::: Data provided

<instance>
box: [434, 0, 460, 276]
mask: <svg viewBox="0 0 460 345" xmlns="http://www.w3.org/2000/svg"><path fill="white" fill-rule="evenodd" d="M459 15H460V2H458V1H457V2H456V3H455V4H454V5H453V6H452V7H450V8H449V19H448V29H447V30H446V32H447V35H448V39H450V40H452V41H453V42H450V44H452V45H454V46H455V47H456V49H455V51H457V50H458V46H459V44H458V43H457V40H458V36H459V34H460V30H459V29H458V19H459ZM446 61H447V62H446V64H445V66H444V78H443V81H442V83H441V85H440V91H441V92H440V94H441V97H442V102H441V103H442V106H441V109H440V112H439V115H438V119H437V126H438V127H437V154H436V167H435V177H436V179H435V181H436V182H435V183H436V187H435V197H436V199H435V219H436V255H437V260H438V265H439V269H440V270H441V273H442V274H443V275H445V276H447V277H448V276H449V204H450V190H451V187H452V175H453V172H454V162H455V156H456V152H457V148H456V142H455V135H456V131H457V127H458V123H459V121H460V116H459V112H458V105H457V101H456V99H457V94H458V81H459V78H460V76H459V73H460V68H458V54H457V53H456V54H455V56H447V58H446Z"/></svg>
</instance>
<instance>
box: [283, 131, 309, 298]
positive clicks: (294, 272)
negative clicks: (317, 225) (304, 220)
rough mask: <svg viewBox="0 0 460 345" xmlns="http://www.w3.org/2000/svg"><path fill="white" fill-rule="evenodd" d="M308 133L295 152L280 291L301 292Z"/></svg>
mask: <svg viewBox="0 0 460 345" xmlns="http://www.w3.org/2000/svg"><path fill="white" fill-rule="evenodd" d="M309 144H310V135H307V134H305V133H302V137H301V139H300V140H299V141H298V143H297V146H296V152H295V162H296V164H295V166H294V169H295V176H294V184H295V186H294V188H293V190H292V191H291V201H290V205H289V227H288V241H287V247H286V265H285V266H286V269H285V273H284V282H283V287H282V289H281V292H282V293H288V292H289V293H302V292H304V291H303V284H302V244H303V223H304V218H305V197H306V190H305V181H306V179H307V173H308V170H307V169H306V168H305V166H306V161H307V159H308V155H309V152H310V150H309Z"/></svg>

::::::

Reproduce all of the material above, line by line, with every character unchanged.

• [Result of the task]
<instance>
box: [434, 0, 460, 276]
mask: <svg viewBox="0 0 460 345" xmlns="http://www.w3.org/2000/svg"><path fill="white" fill-rule="evenodd" d="M459 15H460V2H458V1H457V2H456V3H455V4H454V5H453V6H452V7H450V8H449V19H448V29H447V30H446V32H447V35H448V39H450V40H452V41H453V42H450V44H452V45H454V46H455V47H456V49H455V51H457V50H458V46H459V44H458V43H457V40H458V36H459V34H460V30H459V29H458V19H459ZM446 61H447V62H446V64H445V66H444V78H443V81H442V83H441V85H440V91H441V92H440V94H441V97H442V102H441V103H442V106H441V109H440V112H439V115H438V119H437V126H438V127H437V154H436V167H435V177H436V179H435V181H436V182H435V183H436V187H435V197H436V199H435V219H436V255H437V260H438V265H439V269H440V270H441V273H442V274H443V275H445V276H447V277H448V276H449V204H450V190H451V187H452V175H453V172H454V162H455V156H456V152H457V148H456V142H455V135H456V131H457V127H458V123H459V121H460V116H459V112H458V105H457V101H456V99H457V94H458V81H459V78H460V76H459V73H460V68H458V54H457V53H456V54H455V56H447V58H446Z"/></svg>
</instance>
<instance>
box: [283, 131, 309, 298]
positive clicks: (294, 272)
negative clicks: (317, 225) (304, 220)
rough mask: <svg viewBox="0 0 460 345" xmlns="http://www.w3.org/2000/svg"><path fill="white" fill-rule="evenodd" d="M308 133L295 152L280 291L301 292Z"/></svg>
mask: <svg viewBox="0 0 460 345" xmlns="http://www.w3.org/2000/svg"><path fill="white" fill-rule="evenodd" d="M309 144H310V135H307V134H305V133H302V137H301V139H300V140H299V141H298V143H297V146H296V152H295V162H296V164H295V166H294V169H295V176H294V184H295V186H294V188H293V190H292V191H291V201H290V205H289V227H288V241H287V247H286V265H285V266H286V269H285V273H284V282H283V287H282V289H281V292H282V293H288V292H289V293H302V292H304V291H303V284H302V244H303V223H304V218H305V197H306V190H305V181H306V179H307V173H308V170H307V169H306V168H305V166H306V161H307V159H308V155H309V152H310V150H309Z"/></svg>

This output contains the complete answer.